Dê prosseguimento ao texto sobre as mulheres de Canudos em Os sertões, começando logo após a última frase apresentada.

BLOCO DE TEXTO:
******
Sendo verdadeiras ou não essas assertivas, o que parece suscitar a discussão é o fato de que, em Os sertões, Euclides da Cunha fala muito pouco sobre as mulheres sertanejas que viveram no arraial de Canudos e, de maneira geral, as descreve com vocábulos e expressões negativas. Chega, contudo, a enxergar de forma parcial e distante, três mulheres que fizeram parte diretamente da vida de Antônio Conselheiro, a saber, Helena Maciel (tia do beato), a mãe Maria Joaquina de Jesus e a mulher com quem Conselheiro contraiu matrimônio (supõe-se ser sua prima). Entretanto, a presença dessas mulheres na obra de Euclides passa longe do enaltecimento. Ao contrário disso, a impressão causada é de que a ligação do líder de Canudos com o sexo oposto sempre lhe causou sofrimento e decepção, o que poderia justificar a misoginia do beato, “mulher foi carga adicionada à tremenda tara hereditária, que desequilibraria uma vida iniciada sob os melhores auspícios” (Cunha, 2000, p. 160).
“A Beleza” era-lhes a face tentadora de Satã. O conselheiro extremou-se mesmo no mostrar por ela invencível horror. Nunca mais olhou para uma mulher. Falava de costas mesmo às beatas, feitas para amansarem sátiro (Cunha, 2000, p. 70).
Teoricamente, o contato real que o autor de Os sertões teve com as mulheres de Canudos, de acordo com seus próprios escritos, deu-se com um grupo de prisioneiras, após a queda do Arraial. Assim, ele as descreve como “monstros envoltos em trapo, repugnantes, fisionomias duras de viragos de olhos zanagos ou traiçoeiros” (Cunha, 2000, p. 69).
O objetivo deste texto, contudo, não é investigar as relações de Euclides com as mulheres em suas obras ou em sua vida pessoal, mas observar a participação da mulher na guerra, a partir da leitura do romance As meninas do Belo Monte, o que nos propomos a fazer.
******
ITENS DO CONJUNTO:

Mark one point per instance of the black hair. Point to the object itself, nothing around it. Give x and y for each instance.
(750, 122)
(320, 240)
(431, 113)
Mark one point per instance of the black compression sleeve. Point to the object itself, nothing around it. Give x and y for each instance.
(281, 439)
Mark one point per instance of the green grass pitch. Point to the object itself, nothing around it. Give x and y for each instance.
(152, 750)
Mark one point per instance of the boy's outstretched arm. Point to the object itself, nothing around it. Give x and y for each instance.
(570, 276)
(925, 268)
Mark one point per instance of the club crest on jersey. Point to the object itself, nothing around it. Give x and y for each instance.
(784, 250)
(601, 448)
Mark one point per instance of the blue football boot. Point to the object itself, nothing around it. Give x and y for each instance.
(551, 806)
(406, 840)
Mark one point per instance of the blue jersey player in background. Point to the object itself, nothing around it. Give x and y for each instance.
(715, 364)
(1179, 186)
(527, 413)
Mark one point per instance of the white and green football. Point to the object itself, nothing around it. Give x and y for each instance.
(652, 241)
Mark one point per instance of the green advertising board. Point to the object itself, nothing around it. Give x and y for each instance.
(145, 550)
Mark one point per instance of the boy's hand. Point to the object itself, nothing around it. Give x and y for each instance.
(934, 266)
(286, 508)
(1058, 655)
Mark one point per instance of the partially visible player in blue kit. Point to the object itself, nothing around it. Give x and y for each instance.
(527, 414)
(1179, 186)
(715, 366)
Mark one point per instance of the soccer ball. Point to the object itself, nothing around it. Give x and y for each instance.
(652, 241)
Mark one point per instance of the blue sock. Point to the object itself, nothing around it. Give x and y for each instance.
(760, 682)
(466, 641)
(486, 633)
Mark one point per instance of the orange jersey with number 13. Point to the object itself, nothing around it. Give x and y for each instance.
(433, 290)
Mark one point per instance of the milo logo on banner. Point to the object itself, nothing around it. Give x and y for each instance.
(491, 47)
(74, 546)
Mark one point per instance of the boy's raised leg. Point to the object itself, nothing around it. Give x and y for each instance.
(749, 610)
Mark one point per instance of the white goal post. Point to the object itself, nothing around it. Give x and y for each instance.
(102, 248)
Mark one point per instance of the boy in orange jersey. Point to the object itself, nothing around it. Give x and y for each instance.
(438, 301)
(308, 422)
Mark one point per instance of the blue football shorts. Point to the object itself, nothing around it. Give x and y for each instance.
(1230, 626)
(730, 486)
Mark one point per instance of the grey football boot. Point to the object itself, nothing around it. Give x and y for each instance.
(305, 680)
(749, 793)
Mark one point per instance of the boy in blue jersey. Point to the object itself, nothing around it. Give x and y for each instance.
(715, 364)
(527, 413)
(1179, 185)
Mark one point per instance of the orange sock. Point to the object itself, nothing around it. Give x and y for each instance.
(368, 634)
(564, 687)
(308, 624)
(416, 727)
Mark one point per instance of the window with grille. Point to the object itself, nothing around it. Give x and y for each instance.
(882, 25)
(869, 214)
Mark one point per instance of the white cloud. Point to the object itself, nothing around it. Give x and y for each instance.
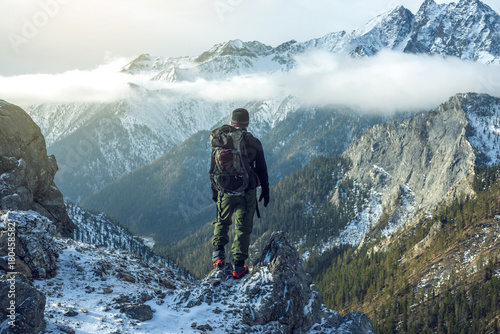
(388, 82)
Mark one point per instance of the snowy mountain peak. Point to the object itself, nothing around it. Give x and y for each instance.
(236, 48)
(468, 30)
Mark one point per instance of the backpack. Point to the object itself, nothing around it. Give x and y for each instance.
(230, 170)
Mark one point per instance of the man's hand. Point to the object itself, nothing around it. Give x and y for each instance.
(264, 195)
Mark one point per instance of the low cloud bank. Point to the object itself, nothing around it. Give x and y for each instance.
(388, 82)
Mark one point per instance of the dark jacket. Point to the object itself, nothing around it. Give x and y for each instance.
(257, 163)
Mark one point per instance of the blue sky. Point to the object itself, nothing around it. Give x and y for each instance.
(53, 36)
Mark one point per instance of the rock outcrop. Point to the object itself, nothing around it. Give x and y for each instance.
(414, 165)
(26, 315)
(26, 172)
(34, 249)
(277, 296)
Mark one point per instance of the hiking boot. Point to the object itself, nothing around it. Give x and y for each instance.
(239, 270)
(219, 258)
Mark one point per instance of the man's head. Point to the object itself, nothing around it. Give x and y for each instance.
(240, 118)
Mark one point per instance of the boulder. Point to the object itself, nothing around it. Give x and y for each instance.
(35, 251)
(139, 312)
(28, 310)
(288, 299)
(26, 172)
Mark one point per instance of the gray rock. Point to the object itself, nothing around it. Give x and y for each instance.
(289, 300)
(36, 247)
(29, 306)
(139, 312)
(26, 172)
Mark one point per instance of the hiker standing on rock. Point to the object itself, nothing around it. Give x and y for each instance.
(238, 167)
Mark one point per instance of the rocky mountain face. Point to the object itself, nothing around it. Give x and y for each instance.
(100, 142)
(171, 201)
(63, 285)
(396, 173)
(412, 166)
(98, 289)
(95, 144)
(26, 172)
(467, 30)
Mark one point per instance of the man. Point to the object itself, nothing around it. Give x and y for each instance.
(242, 206)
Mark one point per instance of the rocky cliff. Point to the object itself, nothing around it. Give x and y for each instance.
(26, 172)
(414, 165)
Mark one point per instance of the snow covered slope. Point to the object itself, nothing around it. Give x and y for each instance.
(104, 290)
(97, 143)
(412, 166)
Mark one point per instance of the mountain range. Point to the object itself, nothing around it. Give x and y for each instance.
(99, 142)
(397, 216)
(292, 133)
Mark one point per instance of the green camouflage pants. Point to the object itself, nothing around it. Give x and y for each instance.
(243, 208)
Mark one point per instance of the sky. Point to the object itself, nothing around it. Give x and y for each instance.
(56, 50)
(52, 36)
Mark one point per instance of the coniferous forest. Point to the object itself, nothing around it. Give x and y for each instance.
(387, 281)
(385, 284)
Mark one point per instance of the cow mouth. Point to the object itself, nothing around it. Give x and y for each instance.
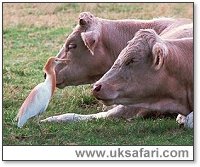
(107, 102)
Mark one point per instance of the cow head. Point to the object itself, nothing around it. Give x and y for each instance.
(137, 74)
(83, 48)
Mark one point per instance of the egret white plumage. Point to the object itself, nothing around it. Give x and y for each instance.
(38, 100)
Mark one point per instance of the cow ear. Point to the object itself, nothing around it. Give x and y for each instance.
(90, 40)
(159, 51)
(85, 18)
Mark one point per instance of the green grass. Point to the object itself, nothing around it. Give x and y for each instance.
(25, 50)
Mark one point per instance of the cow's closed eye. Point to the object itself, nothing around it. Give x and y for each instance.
(131, 61)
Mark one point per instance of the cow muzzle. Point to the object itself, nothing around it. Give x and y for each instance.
(105, 92)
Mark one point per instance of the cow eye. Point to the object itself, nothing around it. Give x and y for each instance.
(72, 46)
(131, 61)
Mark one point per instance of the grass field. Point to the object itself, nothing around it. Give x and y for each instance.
(34, 32)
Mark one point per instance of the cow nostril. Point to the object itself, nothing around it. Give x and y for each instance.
(45, 75)
(97, 88)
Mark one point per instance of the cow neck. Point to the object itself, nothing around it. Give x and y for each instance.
(50, 80)
(116, 34)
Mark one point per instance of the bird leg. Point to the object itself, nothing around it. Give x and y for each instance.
(38, 124)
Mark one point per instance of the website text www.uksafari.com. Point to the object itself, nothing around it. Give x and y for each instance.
(133, 153)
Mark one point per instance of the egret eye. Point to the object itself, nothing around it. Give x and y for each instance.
(72, 46)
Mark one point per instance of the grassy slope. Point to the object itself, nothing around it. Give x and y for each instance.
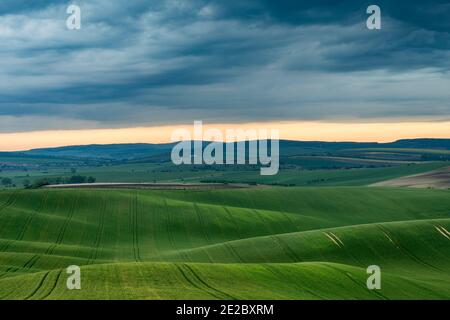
(256, 243)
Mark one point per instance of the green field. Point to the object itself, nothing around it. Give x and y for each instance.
(262, 243)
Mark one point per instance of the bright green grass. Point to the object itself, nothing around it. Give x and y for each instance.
(269, 243)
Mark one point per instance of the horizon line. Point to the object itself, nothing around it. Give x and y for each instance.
(306, 131)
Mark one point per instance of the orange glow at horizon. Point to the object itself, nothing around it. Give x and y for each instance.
(301, 130)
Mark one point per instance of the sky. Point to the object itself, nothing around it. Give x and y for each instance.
(310, 68)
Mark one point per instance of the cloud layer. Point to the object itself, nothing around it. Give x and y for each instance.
(137, 63)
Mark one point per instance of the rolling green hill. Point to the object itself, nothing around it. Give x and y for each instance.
(262, 243)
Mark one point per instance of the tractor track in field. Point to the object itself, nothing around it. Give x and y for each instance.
(26, 224)
(280, 276)
(134, 225)
(55, 283)
(406, 251)
(202, 223)
(168, 224)
(192, 283)
(31, 216)
(286, 248)
(39, 286)
(196, 281)
(9, 202)
(195, 274)
(63, 229)
(233, 252)
(233, 221)
(101, 226)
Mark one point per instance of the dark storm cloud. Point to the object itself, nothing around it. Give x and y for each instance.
(144, 62)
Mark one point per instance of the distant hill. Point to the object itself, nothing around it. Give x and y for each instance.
(287, 148)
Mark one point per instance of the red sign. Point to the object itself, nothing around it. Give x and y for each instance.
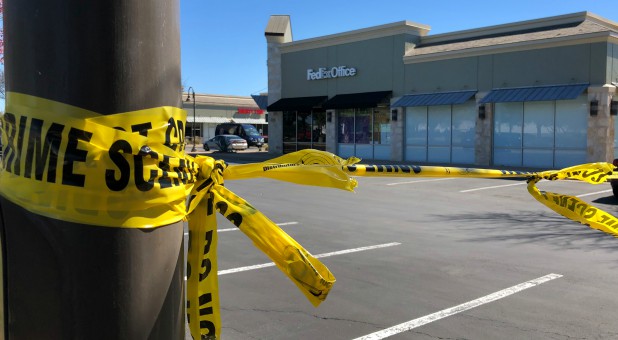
(248, 110)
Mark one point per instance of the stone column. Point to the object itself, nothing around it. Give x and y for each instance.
(600, 144)
(278, 32)
(331, 131)
(397, 134)
(484, 133)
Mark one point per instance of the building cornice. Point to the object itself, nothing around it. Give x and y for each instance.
(597, 37)
(397, 28)
(507, 28)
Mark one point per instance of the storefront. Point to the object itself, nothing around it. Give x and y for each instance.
(534, 94)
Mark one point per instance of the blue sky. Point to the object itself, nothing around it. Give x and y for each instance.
(223, 49)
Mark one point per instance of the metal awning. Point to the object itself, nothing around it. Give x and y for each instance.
(357, 100)
(535, 93)
(249, 121)
(297, 104)
(432, 99)
(209, 119)
(219, 120)
(261, 101)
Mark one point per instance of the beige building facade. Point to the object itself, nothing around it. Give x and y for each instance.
(539, 93)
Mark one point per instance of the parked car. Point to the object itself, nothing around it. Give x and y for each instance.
(246, 131)
(614, 182)
(226, 143)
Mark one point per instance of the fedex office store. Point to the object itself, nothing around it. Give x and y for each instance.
(535, 94)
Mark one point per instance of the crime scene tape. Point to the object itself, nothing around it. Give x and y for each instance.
(130, 170)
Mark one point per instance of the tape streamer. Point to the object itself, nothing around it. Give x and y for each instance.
(75, 165)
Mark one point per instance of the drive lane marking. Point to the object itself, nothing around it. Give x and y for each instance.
(346, 251)
(232, 229)
(493, 187)
(594, 193)
(421, 181)
(406, 326)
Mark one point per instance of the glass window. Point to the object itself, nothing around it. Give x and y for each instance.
******
A RESPOSTA:
Para Alcmeno Bastos (2010), As meninas do Belo Monte constitui uma das muitas obras assumidamente ficcionais que tratam da guerra de Canudos e dialogam com Os sertões, porém, diferentemente das tantas outras, empenha-se a falar das vítimas posteriores à queda do arraial.
As meninas do Belo Monte (1993), de Júlio José Chiavenato, segundo o que nos assegura o próprio autor da obra em uma nota de esclarecimento que antecede a narrativa, é um romance baseado em fatos reais. De acordo com ele, não saberia contar a tragédia de milhares de crianças, escravizadas ou prostituídas, sem paixão, “paixão” no seu significado hegeliano, submetida ao domínio da razão. Ainda nesta nota, Chiavenato esclarece que se valeu das próprias palavras daqueles que viveram a Guerra de Canudos para escrever a sua obra, tais como, relatos deixados em inúmeros documentos, registrando o acontecimento histórico ocorrido no interior da Bahia. “A Lua brilhava como sempre, mas não podia ser a mesma Lua que presenciou tamanha desgraça. Suas manchas respingavam maldade. Nenhuma luz passa incólume por tanta miséria” (Chiavenato, 1993, p. 2).
A proposta de Chiavenato em As meninas do Belo Monte é, antes de tudo, denunciar um dos crimes mais cruéis da república recém-criada, que foi a venda e a comercialização de meninos e meninas, sobreviventes ao extermínio de Canudos, escravizados e prostituídos pela negligência do governo. “O sequestro de crianças, repartição e venda, acontecia tão a miúdo que todos fingiam não ver. O general só se interessava pelas estatísticas. Quantas morriam, quantas partiam. Em pouco tempo se livrariam desses estranhos prisioneiros de guerra” (Chiavenato, 1993, p. 120).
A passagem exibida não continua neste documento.